A new report from the London School of Economics and Political Science has estimated that the economic cost of stroke in the UK will treble over the next 20 years, while the number of stroke survivors is expected to more than double.
A stroke is a life-threatening medical condition that occurs when the blood supply to part of the brain is cut off. The analysis projects that the annual overall cost of stroke in the UK will rise from £26 billion in 2015 to a projected £75 billion by 2035 (without allowing for general inflation), while the number of stroke survivors over the age of 45 is estimated to reach 2.1 million, up from 950,000, over the same period.
A large proportion of the total economic burden of stroke is borne by informal (or unpaid) carers, such as friends and family (estimated 62%), and by the social care system (22%), with the NHS contributing 9% and lost productivity accounting for the remaining 7%.
The research was led by Dr Anita Patel , working with researchers at the Personal Social Services Research Unit (PSSRU) LSE, and Queen Mary University of London, and commissioned by the Stroke Association.
Raphael Wittenberg, Associate Professorial Research Fellow within PSSRU, said: “We project that the numbers of stroke survivors will more than double over the next 20 years due to rising numbers of older people and improved survival after stroke.

====

Apply what you read —
1 - In the stroke cost article, what share of the total economic burden of stroke is borne by informal carers?
2 - Carry on writing the stroke cost article from the point where it stops.
The records come from a separate source, unrelated to the stroke cost article.

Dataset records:
====

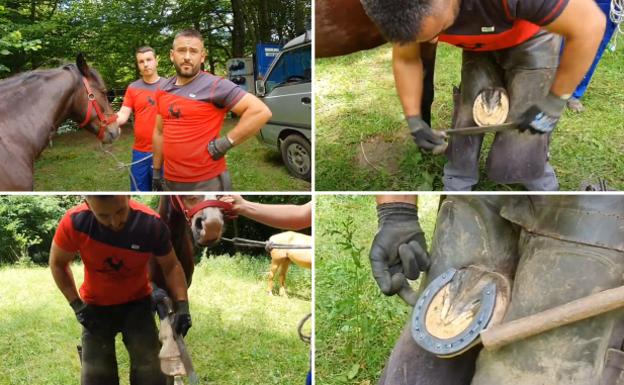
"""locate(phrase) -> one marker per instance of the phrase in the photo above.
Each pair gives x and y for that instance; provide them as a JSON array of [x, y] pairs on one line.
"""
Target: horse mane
[[44, 74], [181, 237]]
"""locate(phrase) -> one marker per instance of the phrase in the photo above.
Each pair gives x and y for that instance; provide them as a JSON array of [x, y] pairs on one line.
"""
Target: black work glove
[[399, 250], [218, 147], [182, 320], [542, 118], [157, 179], [85, 314], [426, 138]]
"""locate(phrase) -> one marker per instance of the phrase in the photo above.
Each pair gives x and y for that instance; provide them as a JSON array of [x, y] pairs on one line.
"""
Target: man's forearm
[[250, 122], [397, 199], [157, 144], [288, 217], [408, 78], [176, 282], [578, 55], [581, 43], [64, 280]]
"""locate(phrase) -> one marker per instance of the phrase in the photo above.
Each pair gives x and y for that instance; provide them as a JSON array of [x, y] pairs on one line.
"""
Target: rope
[[302, 336], [616, 14], [121, 165], [268, 245]]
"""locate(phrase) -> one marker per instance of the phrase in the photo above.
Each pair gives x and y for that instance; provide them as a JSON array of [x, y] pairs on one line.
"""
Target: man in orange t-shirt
[[116, 237], [191, 109], [140, 98]]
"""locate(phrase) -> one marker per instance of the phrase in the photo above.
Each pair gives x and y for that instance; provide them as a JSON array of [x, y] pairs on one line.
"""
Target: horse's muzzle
[[113, 132]]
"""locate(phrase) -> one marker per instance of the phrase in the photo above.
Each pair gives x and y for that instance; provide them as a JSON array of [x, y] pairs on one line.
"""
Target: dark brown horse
[[32, 107], [342, 27], [188, 228]]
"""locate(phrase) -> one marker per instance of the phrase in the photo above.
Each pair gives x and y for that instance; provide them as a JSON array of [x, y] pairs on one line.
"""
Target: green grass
[[356, 325], [240, 335], [76, 163], [357, 106]]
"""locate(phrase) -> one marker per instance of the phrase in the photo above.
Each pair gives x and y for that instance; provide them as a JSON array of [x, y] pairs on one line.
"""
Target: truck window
[[292, 66]]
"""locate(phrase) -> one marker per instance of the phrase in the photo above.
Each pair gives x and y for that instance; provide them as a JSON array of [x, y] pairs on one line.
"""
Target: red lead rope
[[225, 207], [92, 103]]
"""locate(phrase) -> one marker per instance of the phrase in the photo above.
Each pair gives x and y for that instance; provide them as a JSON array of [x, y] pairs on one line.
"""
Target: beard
[[186, 72]]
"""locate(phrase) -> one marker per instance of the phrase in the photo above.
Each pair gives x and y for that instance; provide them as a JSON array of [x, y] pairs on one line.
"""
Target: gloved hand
[[399, 250], [157, 179], [218, 147], [182, 320], [542, 118], [426, 138], [85, 314]]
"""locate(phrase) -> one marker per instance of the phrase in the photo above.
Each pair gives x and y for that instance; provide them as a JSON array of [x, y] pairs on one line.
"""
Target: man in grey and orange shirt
[[191, 109], [140, 98], [506, 43]]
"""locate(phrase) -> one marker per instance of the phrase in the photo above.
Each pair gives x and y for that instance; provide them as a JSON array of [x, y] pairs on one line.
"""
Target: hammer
[[602, 302]]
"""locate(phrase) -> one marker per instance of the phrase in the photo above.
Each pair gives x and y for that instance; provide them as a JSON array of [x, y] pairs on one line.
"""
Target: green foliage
[[356, 325], [109, 32], [27, 225], [240, 335], [360, 117]]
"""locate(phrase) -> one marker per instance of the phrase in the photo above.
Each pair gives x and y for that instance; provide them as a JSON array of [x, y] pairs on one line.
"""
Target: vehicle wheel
[[297, 156]]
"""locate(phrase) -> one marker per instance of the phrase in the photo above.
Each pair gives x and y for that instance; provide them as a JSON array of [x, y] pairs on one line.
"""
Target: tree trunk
[[264, 28], [238, 31], [299, 17]]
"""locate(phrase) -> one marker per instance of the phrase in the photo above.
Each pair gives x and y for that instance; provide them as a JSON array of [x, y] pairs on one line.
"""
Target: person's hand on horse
[[182, 320], [85, 314], [427, 139], [157, 180], [399, 250], [236, 201], [542, 118], [218, 147]]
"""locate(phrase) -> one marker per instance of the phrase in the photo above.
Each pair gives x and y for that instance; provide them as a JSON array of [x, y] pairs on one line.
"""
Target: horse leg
[[285, 264], [274, 266]]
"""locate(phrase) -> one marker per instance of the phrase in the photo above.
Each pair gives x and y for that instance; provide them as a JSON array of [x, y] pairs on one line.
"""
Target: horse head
[[206, 223], [90, 104]]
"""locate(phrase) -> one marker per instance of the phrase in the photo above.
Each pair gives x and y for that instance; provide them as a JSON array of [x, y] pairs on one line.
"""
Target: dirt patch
[[381, 153]]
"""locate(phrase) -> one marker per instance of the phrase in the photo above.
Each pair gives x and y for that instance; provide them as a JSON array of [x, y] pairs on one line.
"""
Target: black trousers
[[135, 321]]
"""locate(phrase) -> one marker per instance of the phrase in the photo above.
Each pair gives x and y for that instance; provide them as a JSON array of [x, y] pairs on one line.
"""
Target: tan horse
[[281, 258]]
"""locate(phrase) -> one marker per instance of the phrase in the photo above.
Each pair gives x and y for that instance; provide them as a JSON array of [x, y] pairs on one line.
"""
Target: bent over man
[[506, 43], [116, 237], [554, 249], [191, 109]]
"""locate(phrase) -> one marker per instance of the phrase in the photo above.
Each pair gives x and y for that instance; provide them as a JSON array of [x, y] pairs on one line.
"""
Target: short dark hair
[[144, 49], [398, 20], [190, 32], [100, 197]]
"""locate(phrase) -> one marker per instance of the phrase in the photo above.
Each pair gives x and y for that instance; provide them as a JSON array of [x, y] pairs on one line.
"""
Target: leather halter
[[91, 104], [225, 207]]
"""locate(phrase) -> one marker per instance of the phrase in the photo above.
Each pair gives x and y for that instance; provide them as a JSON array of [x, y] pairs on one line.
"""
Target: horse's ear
[[82, 65]]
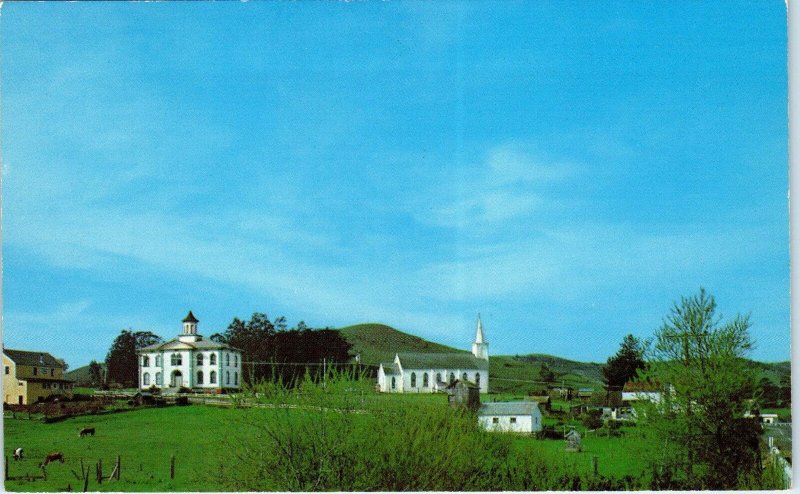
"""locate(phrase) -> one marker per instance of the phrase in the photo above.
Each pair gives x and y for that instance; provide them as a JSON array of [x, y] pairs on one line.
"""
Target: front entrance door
[[177, 379]]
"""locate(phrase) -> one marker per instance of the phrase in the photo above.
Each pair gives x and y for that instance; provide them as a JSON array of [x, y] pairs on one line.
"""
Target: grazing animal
[[86, 431], [52, 457]]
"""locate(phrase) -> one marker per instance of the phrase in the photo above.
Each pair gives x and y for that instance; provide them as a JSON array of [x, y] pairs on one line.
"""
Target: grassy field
[[145, 439]]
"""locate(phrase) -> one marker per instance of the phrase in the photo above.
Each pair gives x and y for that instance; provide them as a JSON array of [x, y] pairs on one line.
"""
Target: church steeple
[[480, 348]]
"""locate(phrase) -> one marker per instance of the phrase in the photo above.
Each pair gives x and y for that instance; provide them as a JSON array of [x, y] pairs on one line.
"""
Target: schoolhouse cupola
[[189, 329]]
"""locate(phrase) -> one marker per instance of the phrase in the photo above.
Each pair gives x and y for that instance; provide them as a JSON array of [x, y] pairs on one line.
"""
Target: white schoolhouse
[[190, 361], [431, 372]]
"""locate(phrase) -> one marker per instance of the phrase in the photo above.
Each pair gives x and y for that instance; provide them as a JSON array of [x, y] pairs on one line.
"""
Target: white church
[[190, 361], [431, 372]]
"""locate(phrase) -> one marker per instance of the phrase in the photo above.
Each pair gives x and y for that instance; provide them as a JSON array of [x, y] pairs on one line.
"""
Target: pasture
[[198, 437]]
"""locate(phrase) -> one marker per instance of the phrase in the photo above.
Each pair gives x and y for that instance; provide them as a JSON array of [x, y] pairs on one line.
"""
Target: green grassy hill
[[378, 343]]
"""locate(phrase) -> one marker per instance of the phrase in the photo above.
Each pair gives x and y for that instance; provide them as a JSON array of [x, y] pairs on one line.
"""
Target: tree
[[699, 425], [545, 374], [624, 365], [122, 362], [96, 373]]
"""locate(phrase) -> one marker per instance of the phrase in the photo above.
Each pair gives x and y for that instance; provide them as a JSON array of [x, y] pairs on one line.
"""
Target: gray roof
[[197, 345], [509, 408], [22, 357], [464, 361]]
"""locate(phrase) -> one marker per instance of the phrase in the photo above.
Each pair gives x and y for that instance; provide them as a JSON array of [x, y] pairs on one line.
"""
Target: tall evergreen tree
[[623, 366]]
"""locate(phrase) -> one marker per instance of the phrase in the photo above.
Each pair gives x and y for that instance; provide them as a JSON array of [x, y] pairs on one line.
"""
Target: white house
[[511, 416], [431, 372], [190, 361]]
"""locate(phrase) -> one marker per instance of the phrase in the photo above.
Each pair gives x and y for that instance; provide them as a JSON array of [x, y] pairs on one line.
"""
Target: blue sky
[[568, 169]]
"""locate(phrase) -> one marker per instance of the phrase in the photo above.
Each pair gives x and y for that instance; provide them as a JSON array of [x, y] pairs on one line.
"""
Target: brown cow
[[86, 431], [52, 457]]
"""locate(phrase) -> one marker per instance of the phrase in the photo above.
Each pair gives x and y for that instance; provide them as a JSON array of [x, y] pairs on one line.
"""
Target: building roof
[[509, 408], [23, 357], [190, 318], [176, 344], [643, 386], [463, 361]]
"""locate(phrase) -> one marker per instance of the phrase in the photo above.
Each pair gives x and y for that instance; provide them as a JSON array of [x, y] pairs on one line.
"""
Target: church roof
[[176, 344], [509, 408], [23, 357], [442, 361], [190, 318]]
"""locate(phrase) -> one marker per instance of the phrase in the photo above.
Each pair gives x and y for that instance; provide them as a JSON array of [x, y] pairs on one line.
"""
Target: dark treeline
[[271, 350]]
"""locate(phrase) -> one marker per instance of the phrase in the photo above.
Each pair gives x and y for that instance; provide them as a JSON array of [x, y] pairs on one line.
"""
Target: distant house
[[190, 361], [641, 391], [432, 372], [32, 376], [463, 394], [542, 400], [511, 416]]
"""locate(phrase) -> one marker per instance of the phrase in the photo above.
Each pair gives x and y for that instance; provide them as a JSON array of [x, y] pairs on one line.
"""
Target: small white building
[[511, 416], [190, 361], [431, 372]]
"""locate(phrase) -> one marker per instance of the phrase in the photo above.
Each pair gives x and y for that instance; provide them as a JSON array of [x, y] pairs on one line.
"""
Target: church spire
[[480, 348]]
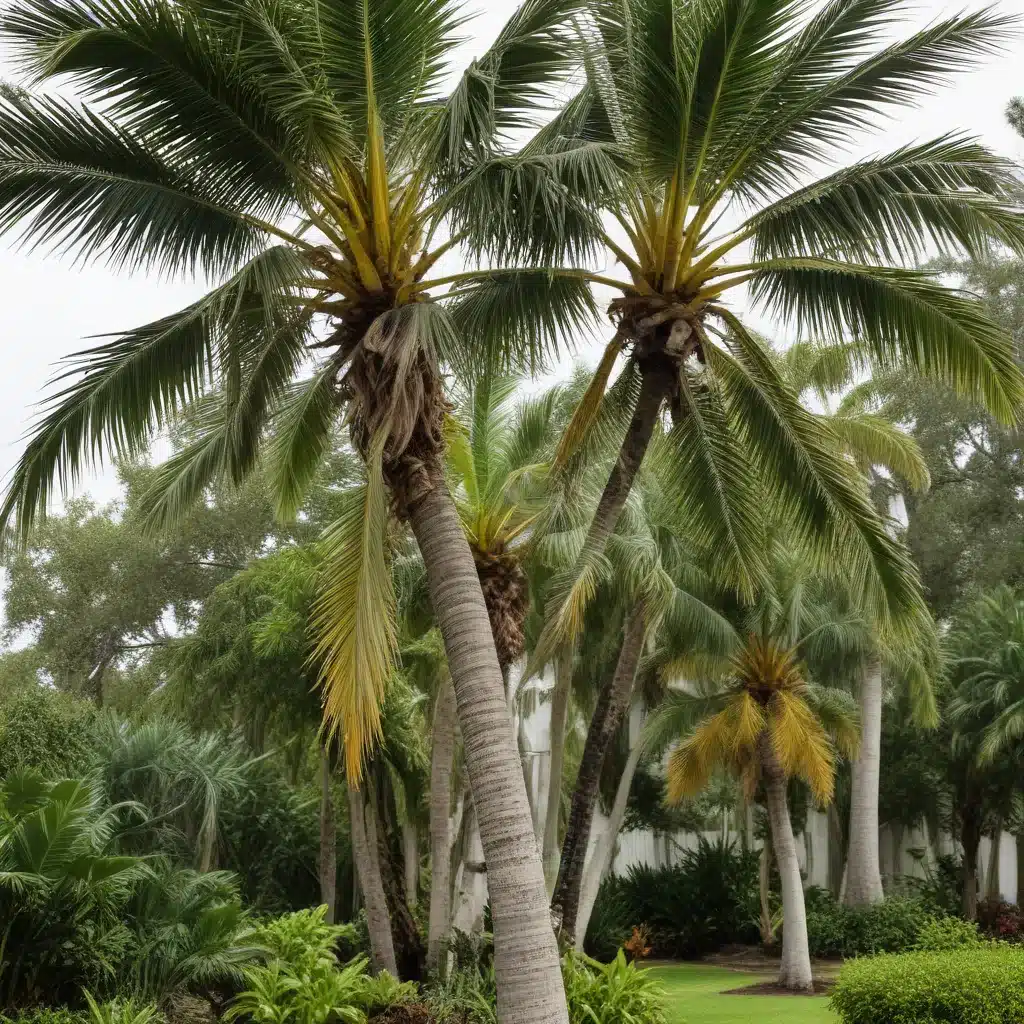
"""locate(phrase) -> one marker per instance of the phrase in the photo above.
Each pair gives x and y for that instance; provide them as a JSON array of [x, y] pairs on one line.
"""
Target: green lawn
[[693, 996]]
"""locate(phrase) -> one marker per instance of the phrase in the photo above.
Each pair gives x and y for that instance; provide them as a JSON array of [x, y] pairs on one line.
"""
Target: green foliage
[[695, 907], [944, 934], [47, 731], [980, 986], [122, 1012], [835, 930], [302, 981], [610, 993]]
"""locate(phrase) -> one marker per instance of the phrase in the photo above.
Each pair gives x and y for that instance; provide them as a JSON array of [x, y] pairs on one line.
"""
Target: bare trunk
[[442, 752], [604, 850], [612, 704], [559, 712], [411, 861], [367, 858], [992, 873], [863, 881], [1020, 869], [655, 385], [526, 963], [329, 841], [796, 969]]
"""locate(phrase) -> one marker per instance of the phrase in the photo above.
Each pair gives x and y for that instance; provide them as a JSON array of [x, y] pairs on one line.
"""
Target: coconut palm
[[306, 157], [763, 719], [723, 110]]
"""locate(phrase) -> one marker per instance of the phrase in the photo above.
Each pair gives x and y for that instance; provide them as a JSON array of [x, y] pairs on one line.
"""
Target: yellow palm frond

====

Your written answers —
1 - An estimated 62%.

2 -
“While longer lifespans and increased post-stroke survival rates are very welcome achievements, they will have substantial implications for future costs. It is important for improving the quality of life of stroke survivors and containing the projected rise in costs that cost-effective treatment and care are made more widely available, and that resources are invested in research to improve prevention, treatment, rehabilitation and long-term care.”
Dr Patel said: "Our estimates indicate that the economic burden of stroke significantly extends beyond those who experience a stroke and health care services, towards informal carers and social care services. There’s no doubt that these combined impacts will present real societal challenges in future.”
To address these mounting challenges, the authors have identified particular services and treatments, which are known to work, and recommend that provision of these services should be extended. The authors also estimate that investing £10 million into five priority areas of stroke research in the coming years could generate benefits that substantially reduce the societal costs of stroke.